> _Input_
════════════════════

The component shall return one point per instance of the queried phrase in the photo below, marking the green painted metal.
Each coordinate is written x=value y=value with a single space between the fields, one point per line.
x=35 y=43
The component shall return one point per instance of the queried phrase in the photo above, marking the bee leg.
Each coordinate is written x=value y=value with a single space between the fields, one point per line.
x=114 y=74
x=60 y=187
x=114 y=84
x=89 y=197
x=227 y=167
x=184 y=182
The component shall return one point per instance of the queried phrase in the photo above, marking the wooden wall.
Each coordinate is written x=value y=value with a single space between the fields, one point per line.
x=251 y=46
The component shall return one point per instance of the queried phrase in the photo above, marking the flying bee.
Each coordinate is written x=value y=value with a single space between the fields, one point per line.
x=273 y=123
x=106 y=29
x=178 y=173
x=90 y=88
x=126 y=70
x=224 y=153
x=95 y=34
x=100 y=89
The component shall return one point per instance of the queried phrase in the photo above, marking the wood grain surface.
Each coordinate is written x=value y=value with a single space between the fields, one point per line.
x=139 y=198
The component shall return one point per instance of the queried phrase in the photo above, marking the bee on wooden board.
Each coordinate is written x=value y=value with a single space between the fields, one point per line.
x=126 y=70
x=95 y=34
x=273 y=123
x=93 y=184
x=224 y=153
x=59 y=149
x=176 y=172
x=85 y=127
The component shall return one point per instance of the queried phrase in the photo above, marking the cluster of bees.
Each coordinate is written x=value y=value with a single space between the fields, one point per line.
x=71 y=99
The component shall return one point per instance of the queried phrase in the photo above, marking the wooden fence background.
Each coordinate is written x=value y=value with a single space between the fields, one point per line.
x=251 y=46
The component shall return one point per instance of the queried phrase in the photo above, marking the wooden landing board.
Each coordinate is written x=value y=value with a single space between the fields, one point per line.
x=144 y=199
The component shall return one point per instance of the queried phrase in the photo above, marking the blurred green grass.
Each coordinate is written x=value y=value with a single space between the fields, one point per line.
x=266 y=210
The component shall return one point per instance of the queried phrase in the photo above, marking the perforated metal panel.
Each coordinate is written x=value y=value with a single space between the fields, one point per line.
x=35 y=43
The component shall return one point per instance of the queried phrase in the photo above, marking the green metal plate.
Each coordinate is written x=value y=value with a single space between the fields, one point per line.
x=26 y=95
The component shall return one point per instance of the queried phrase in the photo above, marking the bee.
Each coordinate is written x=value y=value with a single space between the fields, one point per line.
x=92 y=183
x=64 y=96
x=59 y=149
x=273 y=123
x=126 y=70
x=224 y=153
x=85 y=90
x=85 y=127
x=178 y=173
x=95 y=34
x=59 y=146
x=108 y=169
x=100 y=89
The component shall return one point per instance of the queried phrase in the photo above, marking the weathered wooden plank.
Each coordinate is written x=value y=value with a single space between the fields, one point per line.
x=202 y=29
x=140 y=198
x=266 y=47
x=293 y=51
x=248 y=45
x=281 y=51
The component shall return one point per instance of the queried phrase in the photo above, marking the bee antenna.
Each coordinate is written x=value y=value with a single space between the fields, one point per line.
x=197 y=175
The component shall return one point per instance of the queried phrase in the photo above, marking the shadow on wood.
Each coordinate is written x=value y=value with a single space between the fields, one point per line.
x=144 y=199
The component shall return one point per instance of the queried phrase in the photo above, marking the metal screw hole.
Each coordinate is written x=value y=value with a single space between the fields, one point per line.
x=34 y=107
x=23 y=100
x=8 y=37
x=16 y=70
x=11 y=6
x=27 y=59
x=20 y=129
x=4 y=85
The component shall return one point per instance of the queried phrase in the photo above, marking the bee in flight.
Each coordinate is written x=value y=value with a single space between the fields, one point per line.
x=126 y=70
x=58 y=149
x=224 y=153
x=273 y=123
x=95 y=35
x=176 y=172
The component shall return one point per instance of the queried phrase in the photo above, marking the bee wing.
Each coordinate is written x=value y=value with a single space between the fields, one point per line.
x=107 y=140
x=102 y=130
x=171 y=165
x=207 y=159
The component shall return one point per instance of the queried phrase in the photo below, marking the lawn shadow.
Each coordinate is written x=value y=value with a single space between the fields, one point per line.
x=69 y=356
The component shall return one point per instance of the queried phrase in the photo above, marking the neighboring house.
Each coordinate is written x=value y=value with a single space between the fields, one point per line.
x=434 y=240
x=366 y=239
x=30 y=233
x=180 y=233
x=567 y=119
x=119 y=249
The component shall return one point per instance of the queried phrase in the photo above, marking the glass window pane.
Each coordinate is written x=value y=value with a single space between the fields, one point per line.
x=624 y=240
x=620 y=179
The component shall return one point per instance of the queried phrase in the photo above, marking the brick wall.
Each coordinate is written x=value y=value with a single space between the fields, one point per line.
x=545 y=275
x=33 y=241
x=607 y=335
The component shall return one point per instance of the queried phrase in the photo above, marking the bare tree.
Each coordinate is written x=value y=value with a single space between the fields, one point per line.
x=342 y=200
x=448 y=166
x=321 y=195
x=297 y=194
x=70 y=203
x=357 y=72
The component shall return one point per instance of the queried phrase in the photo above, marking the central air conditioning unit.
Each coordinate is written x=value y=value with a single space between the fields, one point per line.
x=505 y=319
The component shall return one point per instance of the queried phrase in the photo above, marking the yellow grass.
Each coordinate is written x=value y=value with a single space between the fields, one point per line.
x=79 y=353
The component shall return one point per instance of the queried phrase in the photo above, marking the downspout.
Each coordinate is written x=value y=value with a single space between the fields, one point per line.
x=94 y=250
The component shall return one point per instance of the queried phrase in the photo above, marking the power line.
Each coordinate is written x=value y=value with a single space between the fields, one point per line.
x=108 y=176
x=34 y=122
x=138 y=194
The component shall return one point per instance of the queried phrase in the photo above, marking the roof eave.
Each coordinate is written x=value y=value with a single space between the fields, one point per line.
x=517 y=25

════════════════════

Looking at the records above, please work out how many lines contain "wooden" and state only that number.

> _Solution for this exercise_
5